— SELECTED PASSAGE —

2000 Voto de la Tarjeta de Evaluaciones
A growing body of scientific data illustrates the potential and real impacts of global warming: rising sea levels, an increase in the intensity and length of extreme weather events such as hurricanes and droughts, and the proliferation of infectious diseases. This scientific consensus helped pave the way for the 1997 Kyoto Protocol, the first major international treaty for reducing emissions of greenhouse gases that contribute to global warming. Unfortunately, the Senate has strongly indicated that it would not ratify the Kyoto Protocol if President Clinton submitted it. In addition, members of Congress have actively worked to prevent federal agencies from even discussing measures to reduce the greenhouse gas emissions that contribute to climate change.
This year, Representative Joseph Knollenberg (R-MI) attached a rider to several appropriations bills including H.R. 4690, the Fiscal Year 2001 Commerce, Justice, State appropriations bill, that would have prohibited agencies like the Environmental Protection Agency from taking any steps to reduce global warming gases. Knollenberg claimed that by engaging in these activities federal agencies would be implementing the still-unratified Kyoto climate change treaty. However, his language was broadly written and could have blocked the federal government from carrying out already authorized programs--including programs to increase energy efficiency, study rises in ocean levels, and educate the public about energy conservation.

— DATA EXCERPTS —
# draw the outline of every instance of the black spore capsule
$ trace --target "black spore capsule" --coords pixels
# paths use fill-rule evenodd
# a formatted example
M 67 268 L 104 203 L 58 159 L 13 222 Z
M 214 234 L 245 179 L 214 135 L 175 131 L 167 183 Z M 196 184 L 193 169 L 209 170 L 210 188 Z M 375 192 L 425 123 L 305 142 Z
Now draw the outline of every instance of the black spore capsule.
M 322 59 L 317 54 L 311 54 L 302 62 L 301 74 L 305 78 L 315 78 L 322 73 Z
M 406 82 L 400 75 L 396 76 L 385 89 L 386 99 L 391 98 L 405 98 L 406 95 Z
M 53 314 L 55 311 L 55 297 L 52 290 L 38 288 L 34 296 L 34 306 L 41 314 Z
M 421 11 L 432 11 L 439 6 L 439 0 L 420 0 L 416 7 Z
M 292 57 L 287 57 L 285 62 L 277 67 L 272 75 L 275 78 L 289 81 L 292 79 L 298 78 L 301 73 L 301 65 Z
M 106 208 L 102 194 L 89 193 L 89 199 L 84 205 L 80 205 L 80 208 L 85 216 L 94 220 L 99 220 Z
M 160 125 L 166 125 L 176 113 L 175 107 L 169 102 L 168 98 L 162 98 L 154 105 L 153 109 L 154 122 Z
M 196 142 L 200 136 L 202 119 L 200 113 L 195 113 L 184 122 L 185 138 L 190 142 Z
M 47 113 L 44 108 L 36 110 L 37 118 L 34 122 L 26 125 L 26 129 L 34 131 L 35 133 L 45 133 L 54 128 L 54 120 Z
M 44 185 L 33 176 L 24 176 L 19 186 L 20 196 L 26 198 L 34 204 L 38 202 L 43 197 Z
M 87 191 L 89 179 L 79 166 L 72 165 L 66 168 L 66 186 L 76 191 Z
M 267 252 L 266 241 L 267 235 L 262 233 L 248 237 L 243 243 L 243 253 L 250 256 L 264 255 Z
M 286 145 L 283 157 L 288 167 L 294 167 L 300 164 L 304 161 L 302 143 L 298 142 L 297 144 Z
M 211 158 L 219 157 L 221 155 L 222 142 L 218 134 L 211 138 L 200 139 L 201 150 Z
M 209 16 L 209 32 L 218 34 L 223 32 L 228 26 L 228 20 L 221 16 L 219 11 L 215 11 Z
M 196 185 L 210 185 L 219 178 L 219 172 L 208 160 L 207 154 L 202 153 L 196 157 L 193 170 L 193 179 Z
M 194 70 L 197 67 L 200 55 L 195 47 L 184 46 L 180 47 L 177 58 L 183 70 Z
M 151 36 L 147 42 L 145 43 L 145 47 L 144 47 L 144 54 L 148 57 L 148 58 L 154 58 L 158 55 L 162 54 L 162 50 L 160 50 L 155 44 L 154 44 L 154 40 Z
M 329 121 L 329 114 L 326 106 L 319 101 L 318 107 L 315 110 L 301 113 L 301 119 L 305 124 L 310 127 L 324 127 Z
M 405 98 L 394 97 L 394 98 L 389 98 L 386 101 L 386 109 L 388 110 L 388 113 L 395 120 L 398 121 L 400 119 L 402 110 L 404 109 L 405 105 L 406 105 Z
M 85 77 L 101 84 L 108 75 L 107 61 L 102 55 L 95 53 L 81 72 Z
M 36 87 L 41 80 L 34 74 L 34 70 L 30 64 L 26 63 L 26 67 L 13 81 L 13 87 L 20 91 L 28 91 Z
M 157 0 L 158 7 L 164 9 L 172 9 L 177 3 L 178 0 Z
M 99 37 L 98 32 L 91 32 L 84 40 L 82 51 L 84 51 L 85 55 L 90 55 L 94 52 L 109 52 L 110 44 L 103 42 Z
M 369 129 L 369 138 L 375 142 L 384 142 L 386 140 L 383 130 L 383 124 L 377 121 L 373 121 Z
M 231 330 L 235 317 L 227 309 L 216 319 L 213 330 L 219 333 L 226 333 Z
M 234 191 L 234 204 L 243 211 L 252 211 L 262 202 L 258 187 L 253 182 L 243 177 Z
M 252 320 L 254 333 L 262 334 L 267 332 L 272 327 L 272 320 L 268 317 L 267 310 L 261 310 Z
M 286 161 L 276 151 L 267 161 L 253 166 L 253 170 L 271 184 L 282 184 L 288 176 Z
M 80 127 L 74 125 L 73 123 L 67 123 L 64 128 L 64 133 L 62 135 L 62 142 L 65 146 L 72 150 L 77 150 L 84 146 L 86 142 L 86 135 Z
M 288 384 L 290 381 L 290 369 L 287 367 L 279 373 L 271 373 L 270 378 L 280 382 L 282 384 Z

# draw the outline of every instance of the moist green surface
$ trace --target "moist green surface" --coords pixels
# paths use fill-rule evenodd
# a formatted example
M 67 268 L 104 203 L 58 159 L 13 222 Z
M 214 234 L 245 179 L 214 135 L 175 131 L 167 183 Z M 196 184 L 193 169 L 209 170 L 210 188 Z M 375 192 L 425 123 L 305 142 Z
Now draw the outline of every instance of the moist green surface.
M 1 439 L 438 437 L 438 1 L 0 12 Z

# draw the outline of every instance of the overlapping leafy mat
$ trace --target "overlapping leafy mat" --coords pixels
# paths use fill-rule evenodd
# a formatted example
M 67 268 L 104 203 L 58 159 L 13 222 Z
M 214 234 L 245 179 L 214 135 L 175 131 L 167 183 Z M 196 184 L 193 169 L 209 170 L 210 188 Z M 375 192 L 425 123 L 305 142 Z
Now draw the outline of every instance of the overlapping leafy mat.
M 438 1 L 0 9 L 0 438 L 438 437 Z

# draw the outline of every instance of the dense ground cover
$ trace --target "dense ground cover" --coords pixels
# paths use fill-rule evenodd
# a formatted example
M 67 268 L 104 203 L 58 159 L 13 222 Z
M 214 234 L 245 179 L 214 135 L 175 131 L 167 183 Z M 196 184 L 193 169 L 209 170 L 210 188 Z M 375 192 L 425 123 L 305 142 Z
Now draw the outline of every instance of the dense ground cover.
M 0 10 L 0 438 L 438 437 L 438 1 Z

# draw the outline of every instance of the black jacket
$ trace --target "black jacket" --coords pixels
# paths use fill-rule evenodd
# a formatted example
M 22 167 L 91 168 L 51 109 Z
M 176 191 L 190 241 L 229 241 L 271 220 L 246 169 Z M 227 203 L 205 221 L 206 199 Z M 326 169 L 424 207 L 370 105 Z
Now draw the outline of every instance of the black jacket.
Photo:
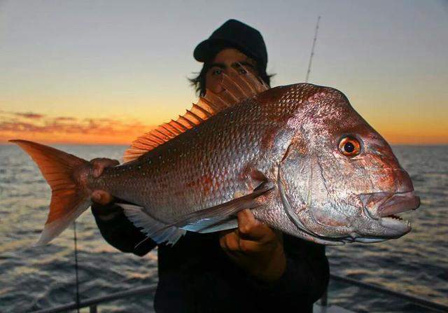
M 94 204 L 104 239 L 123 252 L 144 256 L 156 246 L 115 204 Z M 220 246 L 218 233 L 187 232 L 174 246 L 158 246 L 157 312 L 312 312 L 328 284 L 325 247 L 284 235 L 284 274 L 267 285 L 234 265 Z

...

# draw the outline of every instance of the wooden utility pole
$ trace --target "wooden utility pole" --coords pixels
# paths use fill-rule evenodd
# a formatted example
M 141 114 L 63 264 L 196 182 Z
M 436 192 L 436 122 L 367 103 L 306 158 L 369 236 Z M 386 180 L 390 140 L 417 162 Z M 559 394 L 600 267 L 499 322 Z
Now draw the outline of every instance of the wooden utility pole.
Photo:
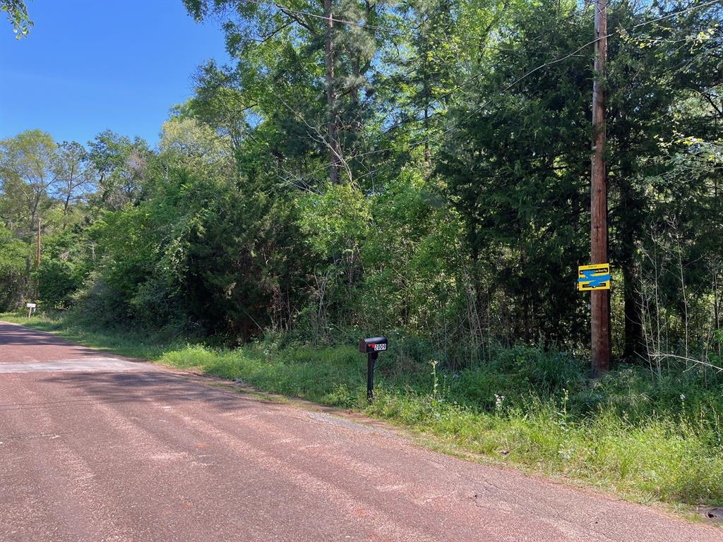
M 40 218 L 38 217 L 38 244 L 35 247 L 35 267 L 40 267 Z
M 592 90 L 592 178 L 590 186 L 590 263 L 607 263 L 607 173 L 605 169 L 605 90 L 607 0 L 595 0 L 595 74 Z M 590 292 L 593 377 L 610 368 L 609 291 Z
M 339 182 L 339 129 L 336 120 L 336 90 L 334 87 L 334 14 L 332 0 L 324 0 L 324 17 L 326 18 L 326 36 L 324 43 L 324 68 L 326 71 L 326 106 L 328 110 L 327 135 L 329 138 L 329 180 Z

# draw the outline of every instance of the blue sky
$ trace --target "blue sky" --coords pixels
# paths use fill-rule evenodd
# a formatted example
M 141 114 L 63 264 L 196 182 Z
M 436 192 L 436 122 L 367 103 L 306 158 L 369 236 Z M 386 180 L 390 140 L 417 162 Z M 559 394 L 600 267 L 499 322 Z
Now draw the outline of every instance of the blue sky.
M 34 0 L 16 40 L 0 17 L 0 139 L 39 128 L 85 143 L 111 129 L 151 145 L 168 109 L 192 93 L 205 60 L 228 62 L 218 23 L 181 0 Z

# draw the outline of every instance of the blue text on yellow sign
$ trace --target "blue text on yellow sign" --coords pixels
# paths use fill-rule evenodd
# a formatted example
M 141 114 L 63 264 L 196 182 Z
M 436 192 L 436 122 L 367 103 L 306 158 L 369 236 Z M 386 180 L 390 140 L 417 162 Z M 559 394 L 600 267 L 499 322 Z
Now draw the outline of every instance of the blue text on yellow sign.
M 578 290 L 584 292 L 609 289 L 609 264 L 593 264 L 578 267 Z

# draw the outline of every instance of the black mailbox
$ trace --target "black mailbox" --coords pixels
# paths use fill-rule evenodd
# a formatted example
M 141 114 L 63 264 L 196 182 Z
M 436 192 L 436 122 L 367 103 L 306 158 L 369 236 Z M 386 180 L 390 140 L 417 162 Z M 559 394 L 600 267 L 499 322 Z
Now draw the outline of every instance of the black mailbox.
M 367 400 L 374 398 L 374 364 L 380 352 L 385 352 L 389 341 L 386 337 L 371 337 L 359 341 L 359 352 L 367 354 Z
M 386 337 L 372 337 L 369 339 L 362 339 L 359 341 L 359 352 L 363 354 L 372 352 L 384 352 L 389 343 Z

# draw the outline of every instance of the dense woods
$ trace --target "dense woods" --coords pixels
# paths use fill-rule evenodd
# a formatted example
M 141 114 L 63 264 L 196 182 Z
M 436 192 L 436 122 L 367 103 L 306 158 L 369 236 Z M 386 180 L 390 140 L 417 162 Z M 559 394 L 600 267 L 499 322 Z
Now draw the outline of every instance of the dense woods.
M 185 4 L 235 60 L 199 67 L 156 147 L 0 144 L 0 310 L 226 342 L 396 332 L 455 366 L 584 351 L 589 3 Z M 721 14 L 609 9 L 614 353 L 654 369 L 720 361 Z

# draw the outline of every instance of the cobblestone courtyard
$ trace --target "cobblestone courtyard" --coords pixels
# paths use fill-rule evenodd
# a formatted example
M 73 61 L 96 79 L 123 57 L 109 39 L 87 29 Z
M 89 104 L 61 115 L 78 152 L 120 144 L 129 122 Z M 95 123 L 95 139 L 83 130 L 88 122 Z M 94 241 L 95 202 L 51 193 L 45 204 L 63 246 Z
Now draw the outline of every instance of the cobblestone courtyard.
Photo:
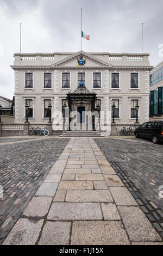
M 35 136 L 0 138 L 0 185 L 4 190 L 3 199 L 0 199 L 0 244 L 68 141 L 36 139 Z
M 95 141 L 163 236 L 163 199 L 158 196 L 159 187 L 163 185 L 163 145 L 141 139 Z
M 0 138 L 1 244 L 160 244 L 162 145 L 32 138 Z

— TASK DESCRIPTION —
Carry on the passage about the Knollenberg global warming rider, starting after its last sentence.

— REPLY —
During floor consideration of H.R. 4690, Representative John Oliver (D-MA) introduced an amendment to clarify that the Knollenberg language did not apply to programs and activities that are otherwise authorized by law. On June 26, 2000, the House approved the Oliver amendment, 217–181 (House roll call vote 323). YES is the pro-environment vote. At the time this publication went to press, the Senate had not yet passed its version of the Commerce, Justice, State appropriations bill.